_GIVEN PASSAGE_.
An interview conducted by freelance journalist Bonnie Sumner with her mother Barbara who was forcibly adopted as a baby, explores her lived experience of non consensual adoption and her belief that the adoption system is built upon a series of myths and fabrications.
The discussion between mother and daughter looks at the history of forced adoption in New Zealand during the fifties through to the seventies. Barbara mentions that more than 100,000 women had their babies taken from them during this period, with many women telling her that their babies had been “removed directly from their wombs and hidden in a separate part of the hospital.”
The stats for the number of adoptions during this period, as Barbara explains, means that a significant number of people in the country today have a link to the adoption process, making the phenomenon a part of the social fabric in New Zealand.
The interview is heartbreaking, but a must-read for anyone interested in the nuances of adoption. While not everyone’s experience of adoption is the same, at Researching Reform we are aware that many children in the UK who have been adopted have struggled with this part of their life journey, which continues to impact them long after the adoption takes place.
Of the adoption process, Barbara says, “The idea that adoption is a win-win is a form of state sanctioned gaslighting. We rarely consider it as commoditising a child. We’re told that one set of arms is as good as another, and that a pre-verbal child does not experience anything.”
“We hold onto the idea that a mother without support is making a selfless sacrifice. We’re told we’re gifts. Or that the womb is a benign place that does not impact on the child; that once a baby is taken from their mother there is no connection.Then there’s the idea that you are lucky and must be grateful because the myth says your mum didn’t want you,” she adds.

_DATASET RECORDS_.
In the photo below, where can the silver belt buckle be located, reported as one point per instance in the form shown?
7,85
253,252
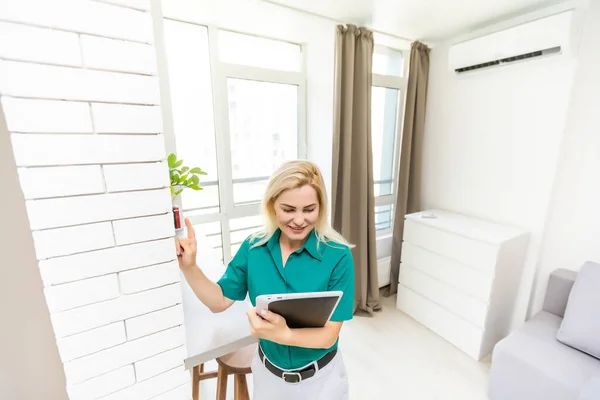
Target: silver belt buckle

--

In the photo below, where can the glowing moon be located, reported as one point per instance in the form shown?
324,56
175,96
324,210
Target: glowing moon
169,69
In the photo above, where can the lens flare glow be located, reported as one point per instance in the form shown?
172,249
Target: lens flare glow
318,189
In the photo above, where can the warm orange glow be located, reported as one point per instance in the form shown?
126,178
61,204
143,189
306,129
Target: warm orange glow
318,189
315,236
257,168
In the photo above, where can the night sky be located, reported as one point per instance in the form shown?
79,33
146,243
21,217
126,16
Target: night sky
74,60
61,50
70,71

_INSTRUCTIONS_.
**1)** Reproduce the article on forced adoption above from "An interview conducted" up to and including "in New Zealand.", word for word.
**2)** Carry on the article on forced adoption from where it ends, keeping its plain reporting style.

_ACTIVITY ANSWERS_.
**1)**
An interview conducted by freelance journalist Bonnie Sumner with her mother Barbara who was forcibly adopted as a baby, explores her lived experience of non consensual adoption and her belief that the adoption system is built upon a series of myths and fabrications.
The discussion between mother and daughter looks at the history of forced adoption in New Zealand during the fifties through to the seventies. Barbara mentions that more than 100,000 women had their babies taken from them during this period, with many women telling her that their babies had been “removed directly from their wombs and hidden in a separate part of the hospital.”
The stats for the number of adoptions during this period, as Barbara explains, means that a significant number of people in the country today have a link to the adoption process, making the phenomenon a part of the social fabric in New Zealand.

**2)**
Barbara also sees the adoption process essentially as the commoditisation of children to satisfy demand. “Another [idea] is that you’re chosen when in fact you were just the next on a conveyer belt of children removed from their mothers to meet a market demand. Adopters often say you were really wanted but what they wanted was their own child – you were ‘a’ child not ‘the’ child. I think this is an important distinction.”
Bonnie’s mother, who is an award winning columnist, has written a book about her experience of adoption. Barbara says in the interview with her daughter that she needed to write the book to find her voice.
She goes on to say that in the process of trying to discover her past, her adoptive mother severed all ties with Barbara after being invited to go on the journey with her.
While these periods of discovery for adopted individuals must be deeply painful for adoptive parents, it is essential that these carers stand by their children when they make these journeys of self discovery.
And while we feel adoption must always be the method of last resort, when adoptions have to take place, prospective parents need to be fully aware of the awesome responsibility that goes with loving an adopted child. This process is not for the faint of heart.
Goodreads also has reviews of the book, and includes one review submitted by an adoptee. The book was published on 10 September, 2020.